Write out exactly, with no other output, the lines below from the one that contains "the ceiling in" through the end.

_MATERIAL FOR THIS TASK_
start

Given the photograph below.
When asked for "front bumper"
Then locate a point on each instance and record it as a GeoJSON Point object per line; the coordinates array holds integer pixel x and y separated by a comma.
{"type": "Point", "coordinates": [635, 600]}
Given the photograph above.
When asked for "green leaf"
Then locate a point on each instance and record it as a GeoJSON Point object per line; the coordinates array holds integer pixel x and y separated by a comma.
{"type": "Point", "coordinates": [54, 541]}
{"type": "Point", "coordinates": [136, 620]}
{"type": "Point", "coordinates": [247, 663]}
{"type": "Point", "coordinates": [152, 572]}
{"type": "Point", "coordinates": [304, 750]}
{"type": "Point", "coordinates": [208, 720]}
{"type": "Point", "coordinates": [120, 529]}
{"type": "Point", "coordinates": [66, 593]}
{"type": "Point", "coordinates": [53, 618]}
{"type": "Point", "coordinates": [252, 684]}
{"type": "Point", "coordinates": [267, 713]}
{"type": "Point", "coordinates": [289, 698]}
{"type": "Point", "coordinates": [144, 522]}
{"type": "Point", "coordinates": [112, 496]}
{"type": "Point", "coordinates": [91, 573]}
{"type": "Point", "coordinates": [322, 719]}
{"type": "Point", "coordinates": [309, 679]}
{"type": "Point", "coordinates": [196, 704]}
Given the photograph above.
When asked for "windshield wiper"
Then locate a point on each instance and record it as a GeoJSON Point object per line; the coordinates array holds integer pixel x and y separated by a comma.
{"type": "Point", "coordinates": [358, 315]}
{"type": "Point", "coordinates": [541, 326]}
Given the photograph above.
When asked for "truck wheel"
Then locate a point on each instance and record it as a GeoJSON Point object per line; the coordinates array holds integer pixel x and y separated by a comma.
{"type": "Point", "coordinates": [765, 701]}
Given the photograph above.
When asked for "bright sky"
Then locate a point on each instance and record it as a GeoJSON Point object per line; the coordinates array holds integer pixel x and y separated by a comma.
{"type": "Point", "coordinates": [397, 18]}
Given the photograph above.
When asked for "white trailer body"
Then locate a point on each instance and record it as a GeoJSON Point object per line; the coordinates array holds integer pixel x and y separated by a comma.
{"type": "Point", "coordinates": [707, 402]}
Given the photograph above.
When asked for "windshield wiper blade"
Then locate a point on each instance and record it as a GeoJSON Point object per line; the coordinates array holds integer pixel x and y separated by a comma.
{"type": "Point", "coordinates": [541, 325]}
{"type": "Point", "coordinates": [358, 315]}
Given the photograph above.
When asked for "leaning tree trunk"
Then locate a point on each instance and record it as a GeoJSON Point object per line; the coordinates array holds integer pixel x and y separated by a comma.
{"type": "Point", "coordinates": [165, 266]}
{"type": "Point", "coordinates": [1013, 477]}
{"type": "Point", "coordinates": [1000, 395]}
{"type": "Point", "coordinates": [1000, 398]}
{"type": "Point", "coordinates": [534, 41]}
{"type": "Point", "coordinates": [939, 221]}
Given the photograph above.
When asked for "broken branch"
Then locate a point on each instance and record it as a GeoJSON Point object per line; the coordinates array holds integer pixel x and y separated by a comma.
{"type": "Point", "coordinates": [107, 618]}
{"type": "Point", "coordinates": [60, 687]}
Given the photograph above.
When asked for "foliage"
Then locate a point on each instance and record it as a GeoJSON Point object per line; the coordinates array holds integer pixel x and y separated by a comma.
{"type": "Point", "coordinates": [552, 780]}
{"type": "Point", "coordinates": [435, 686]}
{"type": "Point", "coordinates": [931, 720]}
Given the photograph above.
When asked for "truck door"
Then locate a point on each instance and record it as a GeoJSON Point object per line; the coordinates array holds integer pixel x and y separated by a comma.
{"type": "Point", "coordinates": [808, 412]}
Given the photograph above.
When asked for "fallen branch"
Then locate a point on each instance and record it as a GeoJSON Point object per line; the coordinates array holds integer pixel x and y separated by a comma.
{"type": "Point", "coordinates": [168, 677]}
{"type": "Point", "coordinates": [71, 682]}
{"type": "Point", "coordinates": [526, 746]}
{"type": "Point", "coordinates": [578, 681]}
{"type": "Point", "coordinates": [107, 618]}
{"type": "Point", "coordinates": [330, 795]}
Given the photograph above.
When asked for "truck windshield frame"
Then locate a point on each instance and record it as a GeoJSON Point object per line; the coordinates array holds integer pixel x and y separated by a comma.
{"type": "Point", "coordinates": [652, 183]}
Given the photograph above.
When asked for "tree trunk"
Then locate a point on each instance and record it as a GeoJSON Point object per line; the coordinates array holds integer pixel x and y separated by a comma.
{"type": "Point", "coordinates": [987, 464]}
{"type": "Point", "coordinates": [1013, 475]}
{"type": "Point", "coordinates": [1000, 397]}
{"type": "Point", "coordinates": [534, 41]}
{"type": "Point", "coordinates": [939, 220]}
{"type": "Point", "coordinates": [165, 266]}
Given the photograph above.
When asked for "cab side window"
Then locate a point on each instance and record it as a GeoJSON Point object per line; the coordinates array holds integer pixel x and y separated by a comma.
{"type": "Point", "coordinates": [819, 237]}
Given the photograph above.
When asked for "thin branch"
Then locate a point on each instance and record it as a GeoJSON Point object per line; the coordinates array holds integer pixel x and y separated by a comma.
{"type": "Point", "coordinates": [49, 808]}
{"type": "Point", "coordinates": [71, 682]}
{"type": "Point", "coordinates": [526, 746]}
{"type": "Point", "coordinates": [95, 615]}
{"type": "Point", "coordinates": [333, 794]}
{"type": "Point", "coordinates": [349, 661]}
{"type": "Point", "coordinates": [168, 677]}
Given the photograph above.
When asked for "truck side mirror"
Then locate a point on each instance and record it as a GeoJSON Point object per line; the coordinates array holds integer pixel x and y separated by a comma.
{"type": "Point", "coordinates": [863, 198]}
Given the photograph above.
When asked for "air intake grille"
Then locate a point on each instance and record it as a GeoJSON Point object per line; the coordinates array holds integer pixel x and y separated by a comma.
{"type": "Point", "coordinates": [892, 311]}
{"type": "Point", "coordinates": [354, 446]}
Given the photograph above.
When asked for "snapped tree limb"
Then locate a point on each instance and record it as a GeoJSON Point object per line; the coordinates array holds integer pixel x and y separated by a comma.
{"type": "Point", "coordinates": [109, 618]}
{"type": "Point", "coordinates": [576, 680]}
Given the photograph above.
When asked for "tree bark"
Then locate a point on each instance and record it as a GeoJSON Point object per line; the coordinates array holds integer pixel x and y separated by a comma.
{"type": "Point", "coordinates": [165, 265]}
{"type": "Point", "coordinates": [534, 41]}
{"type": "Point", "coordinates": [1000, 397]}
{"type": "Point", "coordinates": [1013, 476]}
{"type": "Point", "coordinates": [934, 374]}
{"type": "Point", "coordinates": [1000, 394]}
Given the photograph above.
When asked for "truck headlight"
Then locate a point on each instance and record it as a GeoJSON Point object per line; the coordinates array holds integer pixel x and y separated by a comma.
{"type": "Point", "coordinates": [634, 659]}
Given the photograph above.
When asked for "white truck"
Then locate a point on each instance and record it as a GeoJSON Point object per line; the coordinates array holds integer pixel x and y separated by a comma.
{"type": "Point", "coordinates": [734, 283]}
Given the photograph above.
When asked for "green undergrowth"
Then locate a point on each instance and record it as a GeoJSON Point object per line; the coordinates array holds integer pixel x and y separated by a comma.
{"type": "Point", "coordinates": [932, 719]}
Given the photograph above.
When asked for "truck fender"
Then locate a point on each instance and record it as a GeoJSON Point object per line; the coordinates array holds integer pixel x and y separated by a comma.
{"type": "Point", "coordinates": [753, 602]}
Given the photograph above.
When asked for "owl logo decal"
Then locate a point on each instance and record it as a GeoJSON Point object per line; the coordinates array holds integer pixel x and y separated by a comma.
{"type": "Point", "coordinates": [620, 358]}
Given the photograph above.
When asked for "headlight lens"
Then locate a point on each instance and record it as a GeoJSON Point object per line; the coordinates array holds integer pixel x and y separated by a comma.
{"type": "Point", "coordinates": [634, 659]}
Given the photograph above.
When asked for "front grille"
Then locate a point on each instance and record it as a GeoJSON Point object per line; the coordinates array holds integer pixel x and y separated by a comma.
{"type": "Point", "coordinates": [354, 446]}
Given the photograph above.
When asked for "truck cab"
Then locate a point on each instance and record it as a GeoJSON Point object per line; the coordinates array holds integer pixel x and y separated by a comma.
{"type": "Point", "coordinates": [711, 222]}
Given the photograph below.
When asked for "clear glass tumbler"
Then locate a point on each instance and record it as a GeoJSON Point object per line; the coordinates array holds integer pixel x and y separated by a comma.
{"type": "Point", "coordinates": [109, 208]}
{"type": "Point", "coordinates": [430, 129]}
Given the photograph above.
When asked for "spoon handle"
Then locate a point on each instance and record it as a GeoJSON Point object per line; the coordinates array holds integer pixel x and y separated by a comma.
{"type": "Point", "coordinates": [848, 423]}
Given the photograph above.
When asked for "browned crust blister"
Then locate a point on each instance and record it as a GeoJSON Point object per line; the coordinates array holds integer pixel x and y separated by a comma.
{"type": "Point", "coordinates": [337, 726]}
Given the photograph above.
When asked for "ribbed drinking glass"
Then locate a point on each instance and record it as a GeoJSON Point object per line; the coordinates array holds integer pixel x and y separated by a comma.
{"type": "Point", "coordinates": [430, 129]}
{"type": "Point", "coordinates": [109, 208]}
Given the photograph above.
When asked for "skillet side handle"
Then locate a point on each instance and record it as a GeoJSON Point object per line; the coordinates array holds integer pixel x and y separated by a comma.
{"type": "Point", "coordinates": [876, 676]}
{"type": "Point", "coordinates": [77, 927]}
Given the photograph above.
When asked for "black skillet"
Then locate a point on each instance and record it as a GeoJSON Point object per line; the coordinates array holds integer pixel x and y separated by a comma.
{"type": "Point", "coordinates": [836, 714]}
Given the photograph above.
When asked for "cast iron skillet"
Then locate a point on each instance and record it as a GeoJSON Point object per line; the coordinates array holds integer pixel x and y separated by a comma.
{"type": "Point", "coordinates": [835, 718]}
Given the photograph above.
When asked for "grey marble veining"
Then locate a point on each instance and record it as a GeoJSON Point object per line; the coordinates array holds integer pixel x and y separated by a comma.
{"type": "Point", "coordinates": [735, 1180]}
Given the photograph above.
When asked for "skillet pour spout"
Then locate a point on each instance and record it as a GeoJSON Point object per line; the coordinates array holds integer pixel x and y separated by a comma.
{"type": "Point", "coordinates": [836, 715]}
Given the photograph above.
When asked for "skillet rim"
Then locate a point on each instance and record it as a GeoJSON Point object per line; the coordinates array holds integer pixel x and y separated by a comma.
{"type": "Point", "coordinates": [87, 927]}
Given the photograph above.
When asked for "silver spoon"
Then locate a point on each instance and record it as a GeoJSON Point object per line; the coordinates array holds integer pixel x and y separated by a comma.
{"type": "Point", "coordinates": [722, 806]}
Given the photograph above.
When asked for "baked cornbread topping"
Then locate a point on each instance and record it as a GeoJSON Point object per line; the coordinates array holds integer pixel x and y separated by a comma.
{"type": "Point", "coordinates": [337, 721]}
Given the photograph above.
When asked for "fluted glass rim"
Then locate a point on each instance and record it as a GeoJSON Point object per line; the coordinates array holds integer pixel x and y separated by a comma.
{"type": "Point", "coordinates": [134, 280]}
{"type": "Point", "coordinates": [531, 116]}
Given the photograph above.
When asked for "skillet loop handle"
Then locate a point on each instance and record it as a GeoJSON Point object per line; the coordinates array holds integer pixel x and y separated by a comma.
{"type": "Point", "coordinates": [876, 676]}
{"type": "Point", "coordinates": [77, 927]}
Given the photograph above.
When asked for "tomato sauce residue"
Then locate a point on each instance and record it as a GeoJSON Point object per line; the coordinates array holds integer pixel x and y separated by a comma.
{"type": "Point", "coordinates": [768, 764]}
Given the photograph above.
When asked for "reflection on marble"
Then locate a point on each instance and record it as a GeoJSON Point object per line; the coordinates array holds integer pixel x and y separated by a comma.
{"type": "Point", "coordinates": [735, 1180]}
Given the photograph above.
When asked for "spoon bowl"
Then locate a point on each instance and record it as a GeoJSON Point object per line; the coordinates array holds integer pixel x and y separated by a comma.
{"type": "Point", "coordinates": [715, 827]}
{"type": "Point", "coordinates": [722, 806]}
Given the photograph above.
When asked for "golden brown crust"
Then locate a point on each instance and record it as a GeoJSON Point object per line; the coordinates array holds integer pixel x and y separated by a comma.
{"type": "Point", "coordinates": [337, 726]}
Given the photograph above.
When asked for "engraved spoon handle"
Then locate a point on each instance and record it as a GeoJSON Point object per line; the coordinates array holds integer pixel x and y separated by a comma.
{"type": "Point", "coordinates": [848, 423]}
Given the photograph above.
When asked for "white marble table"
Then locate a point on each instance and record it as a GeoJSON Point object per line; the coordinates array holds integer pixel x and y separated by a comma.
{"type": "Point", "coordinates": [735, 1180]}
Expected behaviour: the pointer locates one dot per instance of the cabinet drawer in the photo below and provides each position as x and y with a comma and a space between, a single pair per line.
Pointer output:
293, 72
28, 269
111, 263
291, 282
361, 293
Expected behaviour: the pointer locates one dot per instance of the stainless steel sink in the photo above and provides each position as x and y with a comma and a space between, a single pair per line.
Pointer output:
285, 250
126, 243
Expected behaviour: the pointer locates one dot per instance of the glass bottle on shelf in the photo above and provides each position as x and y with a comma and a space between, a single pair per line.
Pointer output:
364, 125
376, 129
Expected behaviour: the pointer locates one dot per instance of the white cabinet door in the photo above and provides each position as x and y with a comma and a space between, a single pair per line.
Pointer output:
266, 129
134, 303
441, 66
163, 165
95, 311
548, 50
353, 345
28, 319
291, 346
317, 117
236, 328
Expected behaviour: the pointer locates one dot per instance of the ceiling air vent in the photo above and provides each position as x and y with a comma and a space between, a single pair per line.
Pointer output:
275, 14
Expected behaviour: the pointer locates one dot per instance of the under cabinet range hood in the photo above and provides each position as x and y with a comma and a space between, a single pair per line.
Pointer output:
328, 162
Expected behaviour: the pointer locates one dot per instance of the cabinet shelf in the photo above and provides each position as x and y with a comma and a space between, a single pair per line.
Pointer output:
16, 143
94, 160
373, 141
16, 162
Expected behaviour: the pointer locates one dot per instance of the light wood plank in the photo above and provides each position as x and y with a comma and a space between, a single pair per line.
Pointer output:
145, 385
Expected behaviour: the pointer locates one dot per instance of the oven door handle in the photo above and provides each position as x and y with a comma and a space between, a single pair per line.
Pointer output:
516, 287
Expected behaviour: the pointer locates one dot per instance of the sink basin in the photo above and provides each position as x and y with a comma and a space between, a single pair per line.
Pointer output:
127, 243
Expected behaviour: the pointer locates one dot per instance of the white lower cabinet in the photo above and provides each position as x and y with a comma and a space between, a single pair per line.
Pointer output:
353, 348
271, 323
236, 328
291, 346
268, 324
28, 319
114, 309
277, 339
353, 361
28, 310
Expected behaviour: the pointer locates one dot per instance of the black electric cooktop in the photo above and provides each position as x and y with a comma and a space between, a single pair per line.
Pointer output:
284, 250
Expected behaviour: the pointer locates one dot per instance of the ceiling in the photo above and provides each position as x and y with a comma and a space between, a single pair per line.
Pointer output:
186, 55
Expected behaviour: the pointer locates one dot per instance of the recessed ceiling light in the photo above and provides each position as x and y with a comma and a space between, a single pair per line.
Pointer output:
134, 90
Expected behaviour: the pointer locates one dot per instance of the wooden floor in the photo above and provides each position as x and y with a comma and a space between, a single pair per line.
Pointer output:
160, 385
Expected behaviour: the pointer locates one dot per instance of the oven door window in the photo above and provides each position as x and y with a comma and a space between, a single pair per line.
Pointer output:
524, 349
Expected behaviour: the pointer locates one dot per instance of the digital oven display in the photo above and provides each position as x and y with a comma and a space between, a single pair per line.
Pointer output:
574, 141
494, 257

end

_WRITTEN ANSWER_
Expected behaviour: the pointer locates one dot per instance of the ceiling in the photo above and provides each position as x and y with a comma and a space between, a single pair per line.
Pointer output:
186, 55
Expected behaviour: the pointer locates one dot per instance of the recessed ceiling light in the photo above and provides each position as x and y with a comma and a space between, a single pair per line.
Pointer output:
134, 90
Expected behaviour: the pointer locates one dot per instance of the wooden floor in the photo above and provides each position as x and y with a comma and a space between, a single pair per line.
Pointer output:
160, 385
Expected behaviour: the pointer locates one dot per instance of the oven door window in the photo above and provides each position as x and y with a comma and a space between, a single pair per line.
Pointer output:
524, 349
Expected behaviour: the pointer locates one dot per instance of the digital oven display in the photo above and provides each position as x and y with a comma and a space between, a single pair per line.
Pointer output:
574, 141
494, 257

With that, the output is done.